## TASK TO CARRY OUT
Select every line of the records that contains the string "rough", matching case exactly, and copy those lines.

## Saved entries
BEGIN

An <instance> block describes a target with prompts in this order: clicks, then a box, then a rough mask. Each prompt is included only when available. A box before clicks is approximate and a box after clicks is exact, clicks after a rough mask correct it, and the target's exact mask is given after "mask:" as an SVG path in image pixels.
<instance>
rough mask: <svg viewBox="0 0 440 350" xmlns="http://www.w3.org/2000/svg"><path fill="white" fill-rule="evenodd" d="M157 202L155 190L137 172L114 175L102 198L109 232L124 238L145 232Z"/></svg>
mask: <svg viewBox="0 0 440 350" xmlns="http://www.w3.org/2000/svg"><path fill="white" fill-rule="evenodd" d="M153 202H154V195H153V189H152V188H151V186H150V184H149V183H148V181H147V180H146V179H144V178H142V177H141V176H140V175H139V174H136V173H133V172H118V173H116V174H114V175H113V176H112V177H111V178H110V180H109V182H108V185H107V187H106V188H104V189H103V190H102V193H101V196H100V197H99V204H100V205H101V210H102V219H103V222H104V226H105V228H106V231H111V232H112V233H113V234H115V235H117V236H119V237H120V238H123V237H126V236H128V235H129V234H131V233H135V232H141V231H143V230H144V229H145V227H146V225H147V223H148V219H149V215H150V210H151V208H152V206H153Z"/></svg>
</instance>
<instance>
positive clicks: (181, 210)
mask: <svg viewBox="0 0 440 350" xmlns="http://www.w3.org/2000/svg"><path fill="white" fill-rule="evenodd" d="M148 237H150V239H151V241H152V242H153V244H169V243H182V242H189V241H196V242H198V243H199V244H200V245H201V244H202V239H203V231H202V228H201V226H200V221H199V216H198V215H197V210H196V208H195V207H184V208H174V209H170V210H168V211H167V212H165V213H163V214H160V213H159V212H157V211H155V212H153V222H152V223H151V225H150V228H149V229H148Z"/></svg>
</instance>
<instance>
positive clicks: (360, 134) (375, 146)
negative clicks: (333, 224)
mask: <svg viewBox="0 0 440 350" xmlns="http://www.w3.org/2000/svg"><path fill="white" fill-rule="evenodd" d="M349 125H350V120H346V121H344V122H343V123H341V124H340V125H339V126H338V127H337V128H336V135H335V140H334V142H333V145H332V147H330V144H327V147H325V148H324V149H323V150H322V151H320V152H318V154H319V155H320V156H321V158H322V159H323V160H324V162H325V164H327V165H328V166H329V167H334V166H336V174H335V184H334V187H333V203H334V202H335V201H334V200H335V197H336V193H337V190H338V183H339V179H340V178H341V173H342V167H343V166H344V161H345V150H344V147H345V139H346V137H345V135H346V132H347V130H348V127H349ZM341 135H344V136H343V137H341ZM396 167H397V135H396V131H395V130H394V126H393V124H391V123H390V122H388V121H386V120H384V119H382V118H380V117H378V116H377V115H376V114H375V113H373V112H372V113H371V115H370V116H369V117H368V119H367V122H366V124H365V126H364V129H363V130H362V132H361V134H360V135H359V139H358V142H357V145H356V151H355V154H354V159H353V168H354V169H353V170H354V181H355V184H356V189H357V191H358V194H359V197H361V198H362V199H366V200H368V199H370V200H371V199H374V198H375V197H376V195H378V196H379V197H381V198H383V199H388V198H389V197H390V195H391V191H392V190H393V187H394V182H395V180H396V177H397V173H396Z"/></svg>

END

## SOLUTION TO THE PROBLEM
An <instance> block describes a target with prompts in this order: clicks, then a box, then a rough mask. Each prompt is included only when available. A box before clicks is approximate and a box after clicks is exact, clicks after a rough mask correct it, and the target's exact mask is given after "mask:" as an SVG path in image pixels.
rough mask: <svg viewBox="0 0 440 350" xmlns="http://www.w3.org/2000/svg"><path fill="white" fill-rule="evenodd" d="M157 202L155 190L137 172L114 175L102 198L109 232L124 238L145 232Z"/></svg>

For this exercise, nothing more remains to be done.